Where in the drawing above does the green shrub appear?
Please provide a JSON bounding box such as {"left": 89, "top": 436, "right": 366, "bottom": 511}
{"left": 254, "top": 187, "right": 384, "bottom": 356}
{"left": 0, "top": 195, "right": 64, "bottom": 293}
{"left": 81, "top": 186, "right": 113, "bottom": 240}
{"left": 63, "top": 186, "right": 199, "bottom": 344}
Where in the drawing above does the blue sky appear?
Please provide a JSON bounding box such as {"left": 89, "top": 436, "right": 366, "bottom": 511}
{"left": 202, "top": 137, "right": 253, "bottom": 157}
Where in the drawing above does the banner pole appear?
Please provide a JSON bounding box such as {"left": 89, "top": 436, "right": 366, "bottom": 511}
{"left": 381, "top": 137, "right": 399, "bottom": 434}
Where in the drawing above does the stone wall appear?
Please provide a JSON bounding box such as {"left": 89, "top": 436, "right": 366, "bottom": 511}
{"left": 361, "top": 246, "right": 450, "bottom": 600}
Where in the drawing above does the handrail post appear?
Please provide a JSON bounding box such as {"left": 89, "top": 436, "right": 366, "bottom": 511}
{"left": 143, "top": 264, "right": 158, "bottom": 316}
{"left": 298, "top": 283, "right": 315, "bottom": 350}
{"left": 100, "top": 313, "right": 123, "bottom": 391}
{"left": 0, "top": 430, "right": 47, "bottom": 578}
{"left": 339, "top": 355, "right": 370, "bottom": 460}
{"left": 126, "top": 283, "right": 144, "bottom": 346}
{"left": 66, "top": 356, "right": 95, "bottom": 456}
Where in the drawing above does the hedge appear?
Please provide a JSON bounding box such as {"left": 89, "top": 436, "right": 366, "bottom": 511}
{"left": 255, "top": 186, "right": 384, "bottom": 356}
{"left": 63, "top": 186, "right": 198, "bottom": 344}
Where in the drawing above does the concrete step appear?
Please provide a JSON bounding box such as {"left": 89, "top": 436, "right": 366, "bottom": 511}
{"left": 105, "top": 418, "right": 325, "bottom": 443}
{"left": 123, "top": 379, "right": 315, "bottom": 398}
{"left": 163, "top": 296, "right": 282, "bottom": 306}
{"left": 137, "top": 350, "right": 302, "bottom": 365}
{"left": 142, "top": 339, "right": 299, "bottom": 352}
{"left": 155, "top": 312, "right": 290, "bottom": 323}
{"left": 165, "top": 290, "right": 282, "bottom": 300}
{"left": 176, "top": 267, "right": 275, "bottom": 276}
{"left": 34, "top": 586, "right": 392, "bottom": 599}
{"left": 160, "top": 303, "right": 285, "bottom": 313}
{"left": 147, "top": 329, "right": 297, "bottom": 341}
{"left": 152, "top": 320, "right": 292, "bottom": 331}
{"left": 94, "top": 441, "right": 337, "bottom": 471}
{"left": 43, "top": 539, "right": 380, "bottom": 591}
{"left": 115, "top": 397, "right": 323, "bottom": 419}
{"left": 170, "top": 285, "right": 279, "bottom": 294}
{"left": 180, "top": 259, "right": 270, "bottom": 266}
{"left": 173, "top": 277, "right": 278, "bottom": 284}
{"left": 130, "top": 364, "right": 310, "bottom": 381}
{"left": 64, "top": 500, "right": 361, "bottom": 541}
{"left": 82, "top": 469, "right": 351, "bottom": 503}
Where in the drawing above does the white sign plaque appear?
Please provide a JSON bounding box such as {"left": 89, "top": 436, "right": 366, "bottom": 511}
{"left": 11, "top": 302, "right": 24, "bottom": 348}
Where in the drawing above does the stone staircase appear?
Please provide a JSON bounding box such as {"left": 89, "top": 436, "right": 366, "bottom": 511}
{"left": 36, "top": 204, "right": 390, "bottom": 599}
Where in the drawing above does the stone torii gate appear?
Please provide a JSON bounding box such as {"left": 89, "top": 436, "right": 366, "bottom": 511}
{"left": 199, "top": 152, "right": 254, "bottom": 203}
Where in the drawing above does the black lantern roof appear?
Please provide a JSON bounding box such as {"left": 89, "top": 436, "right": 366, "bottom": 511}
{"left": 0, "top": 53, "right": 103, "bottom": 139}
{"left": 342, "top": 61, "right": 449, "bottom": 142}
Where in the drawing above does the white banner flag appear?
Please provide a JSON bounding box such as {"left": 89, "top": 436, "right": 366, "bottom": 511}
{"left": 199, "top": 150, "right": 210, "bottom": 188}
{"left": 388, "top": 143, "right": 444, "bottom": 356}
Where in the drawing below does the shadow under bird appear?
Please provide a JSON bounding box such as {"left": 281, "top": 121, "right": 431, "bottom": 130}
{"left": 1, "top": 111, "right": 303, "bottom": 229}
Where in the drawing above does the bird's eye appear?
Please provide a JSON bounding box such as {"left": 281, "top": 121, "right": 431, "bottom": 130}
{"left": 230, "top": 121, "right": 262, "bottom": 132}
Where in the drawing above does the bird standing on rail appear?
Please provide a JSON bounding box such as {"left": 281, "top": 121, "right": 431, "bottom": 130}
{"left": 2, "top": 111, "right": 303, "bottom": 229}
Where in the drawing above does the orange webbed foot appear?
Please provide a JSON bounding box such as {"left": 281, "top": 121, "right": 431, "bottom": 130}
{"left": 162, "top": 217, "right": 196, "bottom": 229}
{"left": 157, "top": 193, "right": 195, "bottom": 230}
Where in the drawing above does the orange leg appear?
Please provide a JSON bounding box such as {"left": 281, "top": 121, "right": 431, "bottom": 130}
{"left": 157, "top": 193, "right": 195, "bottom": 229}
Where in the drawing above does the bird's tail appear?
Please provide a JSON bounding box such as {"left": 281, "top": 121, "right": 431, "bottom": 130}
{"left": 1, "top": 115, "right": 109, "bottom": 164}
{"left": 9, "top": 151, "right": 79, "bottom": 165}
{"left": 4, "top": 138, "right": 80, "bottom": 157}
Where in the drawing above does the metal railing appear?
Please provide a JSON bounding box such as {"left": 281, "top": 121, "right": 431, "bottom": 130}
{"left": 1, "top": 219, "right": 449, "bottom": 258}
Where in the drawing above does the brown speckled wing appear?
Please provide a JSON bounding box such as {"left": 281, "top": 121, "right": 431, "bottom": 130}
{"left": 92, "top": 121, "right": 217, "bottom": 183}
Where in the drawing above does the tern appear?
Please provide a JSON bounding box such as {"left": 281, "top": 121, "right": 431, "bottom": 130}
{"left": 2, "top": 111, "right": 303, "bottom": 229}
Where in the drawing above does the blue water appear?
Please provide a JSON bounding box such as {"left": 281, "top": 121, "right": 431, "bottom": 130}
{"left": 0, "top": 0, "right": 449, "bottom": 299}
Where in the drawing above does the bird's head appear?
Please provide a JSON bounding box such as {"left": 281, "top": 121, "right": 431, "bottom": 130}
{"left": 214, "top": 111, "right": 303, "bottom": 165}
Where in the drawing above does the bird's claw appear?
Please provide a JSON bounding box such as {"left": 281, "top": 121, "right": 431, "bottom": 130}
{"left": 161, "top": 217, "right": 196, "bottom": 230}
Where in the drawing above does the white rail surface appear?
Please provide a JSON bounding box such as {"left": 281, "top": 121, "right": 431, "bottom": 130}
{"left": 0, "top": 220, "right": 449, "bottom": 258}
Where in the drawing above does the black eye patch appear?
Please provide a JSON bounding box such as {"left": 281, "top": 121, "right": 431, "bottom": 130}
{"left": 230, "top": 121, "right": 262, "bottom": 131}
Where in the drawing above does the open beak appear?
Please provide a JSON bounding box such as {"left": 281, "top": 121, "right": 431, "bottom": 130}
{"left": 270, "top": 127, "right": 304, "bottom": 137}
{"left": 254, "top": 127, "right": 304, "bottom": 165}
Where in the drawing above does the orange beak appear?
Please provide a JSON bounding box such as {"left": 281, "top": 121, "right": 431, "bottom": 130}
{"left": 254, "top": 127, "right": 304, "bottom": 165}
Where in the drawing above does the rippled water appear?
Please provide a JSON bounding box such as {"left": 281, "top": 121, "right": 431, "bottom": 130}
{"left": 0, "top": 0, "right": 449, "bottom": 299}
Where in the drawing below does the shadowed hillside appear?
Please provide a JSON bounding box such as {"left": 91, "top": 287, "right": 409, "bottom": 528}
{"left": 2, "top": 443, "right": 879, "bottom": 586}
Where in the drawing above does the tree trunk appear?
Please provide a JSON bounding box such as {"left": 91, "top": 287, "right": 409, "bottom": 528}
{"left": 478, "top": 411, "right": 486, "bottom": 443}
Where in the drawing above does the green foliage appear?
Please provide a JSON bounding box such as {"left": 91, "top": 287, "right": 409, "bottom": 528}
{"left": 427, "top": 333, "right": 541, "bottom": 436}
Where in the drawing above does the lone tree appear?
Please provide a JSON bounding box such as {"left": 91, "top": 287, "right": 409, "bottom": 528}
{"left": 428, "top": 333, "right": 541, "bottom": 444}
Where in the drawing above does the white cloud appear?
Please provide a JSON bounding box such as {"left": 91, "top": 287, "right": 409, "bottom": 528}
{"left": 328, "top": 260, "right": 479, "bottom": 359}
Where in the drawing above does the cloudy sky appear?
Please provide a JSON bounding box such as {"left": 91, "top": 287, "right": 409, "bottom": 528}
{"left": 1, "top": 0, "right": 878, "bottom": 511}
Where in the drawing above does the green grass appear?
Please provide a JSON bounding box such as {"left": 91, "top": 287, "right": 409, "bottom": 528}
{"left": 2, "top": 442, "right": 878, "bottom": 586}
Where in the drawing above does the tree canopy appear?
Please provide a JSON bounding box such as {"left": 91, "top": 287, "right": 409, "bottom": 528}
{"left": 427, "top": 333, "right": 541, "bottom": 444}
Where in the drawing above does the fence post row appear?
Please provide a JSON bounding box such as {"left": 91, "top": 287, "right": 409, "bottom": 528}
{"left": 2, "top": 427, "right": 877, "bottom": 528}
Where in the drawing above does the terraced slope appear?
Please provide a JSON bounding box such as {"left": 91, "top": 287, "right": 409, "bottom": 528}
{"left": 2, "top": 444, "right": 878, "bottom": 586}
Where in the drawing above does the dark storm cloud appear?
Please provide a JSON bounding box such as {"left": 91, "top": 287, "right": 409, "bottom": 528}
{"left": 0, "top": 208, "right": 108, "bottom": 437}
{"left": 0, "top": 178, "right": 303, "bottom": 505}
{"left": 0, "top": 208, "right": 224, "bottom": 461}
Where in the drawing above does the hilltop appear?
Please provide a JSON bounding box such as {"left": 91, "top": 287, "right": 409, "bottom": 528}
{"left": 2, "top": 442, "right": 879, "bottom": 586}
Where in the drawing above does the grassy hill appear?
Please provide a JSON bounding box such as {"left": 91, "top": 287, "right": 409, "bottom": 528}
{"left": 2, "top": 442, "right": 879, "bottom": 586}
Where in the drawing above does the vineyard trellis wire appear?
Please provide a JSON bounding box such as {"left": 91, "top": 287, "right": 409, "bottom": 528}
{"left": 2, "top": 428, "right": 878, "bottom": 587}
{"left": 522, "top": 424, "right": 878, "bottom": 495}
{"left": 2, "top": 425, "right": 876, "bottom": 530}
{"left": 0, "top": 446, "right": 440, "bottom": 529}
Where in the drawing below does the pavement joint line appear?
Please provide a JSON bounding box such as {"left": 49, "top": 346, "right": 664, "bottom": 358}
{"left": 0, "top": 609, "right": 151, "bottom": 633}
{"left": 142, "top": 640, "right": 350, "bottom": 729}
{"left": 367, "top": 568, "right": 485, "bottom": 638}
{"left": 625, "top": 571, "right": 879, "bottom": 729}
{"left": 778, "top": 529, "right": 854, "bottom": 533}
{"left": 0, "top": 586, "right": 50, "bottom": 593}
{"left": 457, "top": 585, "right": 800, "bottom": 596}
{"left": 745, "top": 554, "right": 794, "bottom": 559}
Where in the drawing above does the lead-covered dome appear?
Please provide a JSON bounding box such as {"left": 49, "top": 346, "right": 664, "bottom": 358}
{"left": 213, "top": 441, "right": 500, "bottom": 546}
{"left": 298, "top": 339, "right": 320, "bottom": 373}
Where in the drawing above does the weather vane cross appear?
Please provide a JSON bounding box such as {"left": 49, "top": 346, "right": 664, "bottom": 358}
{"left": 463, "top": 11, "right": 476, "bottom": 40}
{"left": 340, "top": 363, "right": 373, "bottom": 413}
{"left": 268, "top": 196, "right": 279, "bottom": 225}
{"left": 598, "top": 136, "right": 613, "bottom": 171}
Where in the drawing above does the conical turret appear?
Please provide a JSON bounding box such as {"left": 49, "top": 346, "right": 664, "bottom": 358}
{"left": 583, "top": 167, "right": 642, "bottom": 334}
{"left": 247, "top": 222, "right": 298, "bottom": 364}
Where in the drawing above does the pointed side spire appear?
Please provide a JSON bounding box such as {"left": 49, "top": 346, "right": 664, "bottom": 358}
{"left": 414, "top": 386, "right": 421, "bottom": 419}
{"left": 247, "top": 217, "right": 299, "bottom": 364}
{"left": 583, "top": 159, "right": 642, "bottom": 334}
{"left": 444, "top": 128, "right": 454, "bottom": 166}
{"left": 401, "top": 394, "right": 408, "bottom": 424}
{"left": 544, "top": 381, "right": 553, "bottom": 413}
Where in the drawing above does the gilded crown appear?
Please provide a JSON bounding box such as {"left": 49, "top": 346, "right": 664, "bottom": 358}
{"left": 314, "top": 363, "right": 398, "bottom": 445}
____
Exercise requirements »
The answer should consist of the lines from the first line of the entries through the line with "Where in the drawing above does the banner", copied exactly.

Task solution »
Where in the drawing above does the green shrub appear?
Please provide a JSON bounding box such as {"left": 89, "top": 436, "right": 366, "bottom": 511}
{"left": 254, "top": 187, "right": 384, "bottom": 356}
{"left": 0, "top": 195, "right": 64, "bottom": 293}
{"left": 81, "top": 186, "right": 113, "bottom": 240}
{"left": 63, "top": 186, "right": 199, "bottom": 344}
Where in the drawing above does the blue sky appear?
Please provide a JSON bounding box such as {"left": 89, "top": 436, "right": 366, "bottom": 511}
{"left": 202, "top": 137, "right": 253, "bottom": 157}
Where in the drawing above does the banner pole appear?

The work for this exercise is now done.